1-Murat TAŞKIN (BİZDEN SÖYLEMESİ)

1-Murat TAŞKIN (BİZDEN SÖYLEMESİ)

Sakallı'nın "Aday olmayacağım" sözleri üzerine...

Daha önce de yazdık.
Burhan Sakallı'nın, hak etmesine rağmen AK Parti Büyükşehir Belediye Başkan adayı yapılmayışının tek nedeni, belki de partinin Odunpazarı bölgesini başka bir isimle alma şansının olmamasıydı.
AK Parti belki de...
Hem Odunpazarı hem de Büyükşehir'de iki ayrı riske girmek yerine, hiç olmazsa Odunpazarı'nda ki kazanma şansını Burhan Sakallı ile yükseltmek için böylesi bir karar aldı.
Bir anlamda...
Burhan Sakallı, AK partinin Odunpazarı'nda ki tek ismi olması ve iki dönem gösterdiği başarı nedeniyle cezalandırılmış ve hakkı yenmiş pozisyonuna düştü.
Hani, elinizde Vezir olabilecek bir Kale komutanı vardır da ancak o kalenin önemi, o komutanı, hak etmesine rağmen Vezir yapmanıza engel olur. İşte o misal...

ODUNPAZARI'NA ADAY OLMAYACAĞIM AÇIKLAMASI

Bütün gözler "Ne yapacak?" diye Burhan Sakallı'ya çevrilmiş durumdayken, Burhan Sakallı Twitter hesabından Odunpazarı'na aday olmayacağını açıkladı...

**Ham Kayıtlar**
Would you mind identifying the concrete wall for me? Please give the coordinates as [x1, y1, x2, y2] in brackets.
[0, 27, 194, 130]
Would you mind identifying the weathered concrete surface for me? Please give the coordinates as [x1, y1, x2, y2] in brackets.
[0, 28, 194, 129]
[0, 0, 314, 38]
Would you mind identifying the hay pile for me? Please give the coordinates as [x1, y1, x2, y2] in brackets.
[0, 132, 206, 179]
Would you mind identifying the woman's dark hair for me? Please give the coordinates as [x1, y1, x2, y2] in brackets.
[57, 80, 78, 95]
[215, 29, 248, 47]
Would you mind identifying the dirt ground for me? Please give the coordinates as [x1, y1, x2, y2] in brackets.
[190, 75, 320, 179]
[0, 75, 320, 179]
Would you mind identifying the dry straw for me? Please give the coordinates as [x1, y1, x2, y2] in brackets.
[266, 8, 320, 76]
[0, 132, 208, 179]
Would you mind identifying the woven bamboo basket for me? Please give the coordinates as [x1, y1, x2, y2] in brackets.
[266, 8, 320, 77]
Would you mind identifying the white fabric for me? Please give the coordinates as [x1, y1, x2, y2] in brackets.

**Alıştırmalar**
1/ Burhan Sakallı'nın adaylığıyla ilgili yazıda üç noktayla biten ifadeleri, metindeki sırasıyla yazın.
2/ Burhan Sakallı'nın adaylığıyla ilgili yazının "Burhan Sakallı'nın, hak" sözleriyle başlayıp "yenmiş pozisyonuna düştü." sözlerine kadar süren kısmını hiç değiştirmeden yazın.

**Cevap Anahtarı**
1/
1. Sakallı'nın "Aday olmayacağım" sözleri üzerine...
2. AK Parti belki de...
3. Bir anlamda...
4. İşte o misal...
5. Bütün gözler "Ne yapacak?" diye Burhan Sakallı'ya çevrilmiş durumdayken, Burhan Sakallı Twitter hesabından Odunpazarı'na aday olmayacağını açıkladı...

2/
Burhan Sakallı'nın, hak etmesine rağmen AK Parti Büyükşehir Belediye Başkan adayı yapılmayışının tek nedeni, belki de partinin Odunpazarı bölgesini başka bir isimle alma şansının olmamasıydı.
AK Parti belki de...
Hem Odunpazarı hem de Büyükşehir'de iki ayrı riske girmek yerine, hiç olmazsa Odunpazarı'nda ki kazanma şansını Burhan Sakallı ile yükseltmek için böylesi bir karar aldı.
Bir anlamda...
Burhan Sakallı, AK partinin Odunpazarı'nda ki tek ismi olması ve iki dönem gösterdiği başarı nedeniyle cezalandırılmış ve hakkı yenmiş pozisyonuna düştü.